(Natural-language object grounding data)
>>>

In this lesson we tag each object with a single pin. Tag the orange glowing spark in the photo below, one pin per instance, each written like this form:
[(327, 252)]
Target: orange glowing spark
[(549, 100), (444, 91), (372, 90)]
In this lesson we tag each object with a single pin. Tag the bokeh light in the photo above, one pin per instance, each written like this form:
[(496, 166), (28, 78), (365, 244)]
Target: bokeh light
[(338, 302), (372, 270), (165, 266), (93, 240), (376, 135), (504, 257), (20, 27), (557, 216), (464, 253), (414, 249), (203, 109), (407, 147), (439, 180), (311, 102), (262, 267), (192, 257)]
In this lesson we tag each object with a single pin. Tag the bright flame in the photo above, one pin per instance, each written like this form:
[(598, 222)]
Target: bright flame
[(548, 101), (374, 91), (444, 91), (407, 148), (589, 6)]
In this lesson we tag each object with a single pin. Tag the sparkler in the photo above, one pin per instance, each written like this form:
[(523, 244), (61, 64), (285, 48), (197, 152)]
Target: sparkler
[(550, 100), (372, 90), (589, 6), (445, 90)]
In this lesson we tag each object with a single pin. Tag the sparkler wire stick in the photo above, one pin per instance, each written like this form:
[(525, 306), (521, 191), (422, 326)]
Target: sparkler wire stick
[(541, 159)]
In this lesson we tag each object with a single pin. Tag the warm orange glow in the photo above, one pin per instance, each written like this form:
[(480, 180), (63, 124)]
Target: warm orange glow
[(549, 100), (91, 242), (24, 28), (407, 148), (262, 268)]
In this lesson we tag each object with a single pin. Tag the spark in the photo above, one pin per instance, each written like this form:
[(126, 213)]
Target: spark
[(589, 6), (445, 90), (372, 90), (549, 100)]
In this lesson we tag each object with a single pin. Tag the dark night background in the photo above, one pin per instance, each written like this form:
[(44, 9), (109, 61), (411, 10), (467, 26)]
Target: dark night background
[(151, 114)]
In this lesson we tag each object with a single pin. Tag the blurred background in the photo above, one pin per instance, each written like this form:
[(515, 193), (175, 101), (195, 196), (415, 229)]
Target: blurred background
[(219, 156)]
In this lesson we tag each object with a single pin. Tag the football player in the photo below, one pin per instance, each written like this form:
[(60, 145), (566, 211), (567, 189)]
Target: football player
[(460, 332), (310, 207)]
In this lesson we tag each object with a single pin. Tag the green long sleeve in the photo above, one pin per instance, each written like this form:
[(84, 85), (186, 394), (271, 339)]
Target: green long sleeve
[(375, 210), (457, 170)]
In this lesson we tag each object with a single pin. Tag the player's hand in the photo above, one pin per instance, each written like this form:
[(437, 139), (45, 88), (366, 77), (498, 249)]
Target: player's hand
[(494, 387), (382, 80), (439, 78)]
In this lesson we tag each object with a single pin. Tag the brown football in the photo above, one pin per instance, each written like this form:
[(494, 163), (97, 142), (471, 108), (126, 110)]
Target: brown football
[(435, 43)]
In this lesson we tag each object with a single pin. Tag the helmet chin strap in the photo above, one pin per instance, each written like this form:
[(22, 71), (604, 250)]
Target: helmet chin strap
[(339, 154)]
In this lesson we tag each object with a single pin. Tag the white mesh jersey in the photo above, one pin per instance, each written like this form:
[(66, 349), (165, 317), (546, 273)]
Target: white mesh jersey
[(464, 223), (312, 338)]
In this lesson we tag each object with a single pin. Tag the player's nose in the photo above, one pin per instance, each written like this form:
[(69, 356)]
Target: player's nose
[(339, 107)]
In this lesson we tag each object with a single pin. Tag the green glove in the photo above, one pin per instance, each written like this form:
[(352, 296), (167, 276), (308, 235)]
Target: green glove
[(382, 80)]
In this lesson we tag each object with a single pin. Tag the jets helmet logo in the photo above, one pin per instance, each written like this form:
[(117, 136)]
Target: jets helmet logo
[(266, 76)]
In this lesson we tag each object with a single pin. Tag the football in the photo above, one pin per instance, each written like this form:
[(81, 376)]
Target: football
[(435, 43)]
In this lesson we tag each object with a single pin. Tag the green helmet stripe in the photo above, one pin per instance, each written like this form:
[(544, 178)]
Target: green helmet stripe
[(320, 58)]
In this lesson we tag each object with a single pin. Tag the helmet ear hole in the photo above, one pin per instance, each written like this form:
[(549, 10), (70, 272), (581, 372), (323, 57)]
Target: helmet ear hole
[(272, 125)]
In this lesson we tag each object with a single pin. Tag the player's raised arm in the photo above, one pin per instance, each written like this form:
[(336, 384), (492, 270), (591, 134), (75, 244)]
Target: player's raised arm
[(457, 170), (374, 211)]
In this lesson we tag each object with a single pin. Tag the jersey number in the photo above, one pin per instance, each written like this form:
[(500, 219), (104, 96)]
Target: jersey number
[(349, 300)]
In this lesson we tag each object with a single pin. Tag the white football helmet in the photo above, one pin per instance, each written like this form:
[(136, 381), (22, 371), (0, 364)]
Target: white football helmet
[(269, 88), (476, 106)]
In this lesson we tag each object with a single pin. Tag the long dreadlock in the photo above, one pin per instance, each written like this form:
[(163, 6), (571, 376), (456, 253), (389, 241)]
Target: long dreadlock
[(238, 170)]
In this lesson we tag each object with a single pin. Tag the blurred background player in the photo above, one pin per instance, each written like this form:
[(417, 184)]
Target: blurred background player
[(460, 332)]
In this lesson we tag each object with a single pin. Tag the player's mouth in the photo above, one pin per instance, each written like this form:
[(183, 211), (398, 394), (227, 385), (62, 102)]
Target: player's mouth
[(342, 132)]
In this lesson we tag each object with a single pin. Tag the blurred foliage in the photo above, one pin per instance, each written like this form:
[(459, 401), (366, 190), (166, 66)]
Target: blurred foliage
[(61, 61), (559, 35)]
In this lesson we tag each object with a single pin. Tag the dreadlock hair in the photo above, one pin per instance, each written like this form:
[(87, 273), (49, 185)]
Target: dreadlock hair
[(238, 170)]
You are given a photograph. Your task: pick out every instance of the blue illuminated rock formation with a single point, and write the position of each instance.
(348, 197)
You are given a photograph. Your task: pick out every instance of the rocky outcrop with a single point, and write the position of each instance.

<<<

◆ **What this task involves**: Using the entries, count the lines that hold the string "below"; nothing but the number is needed.

◆ **Solution**: 2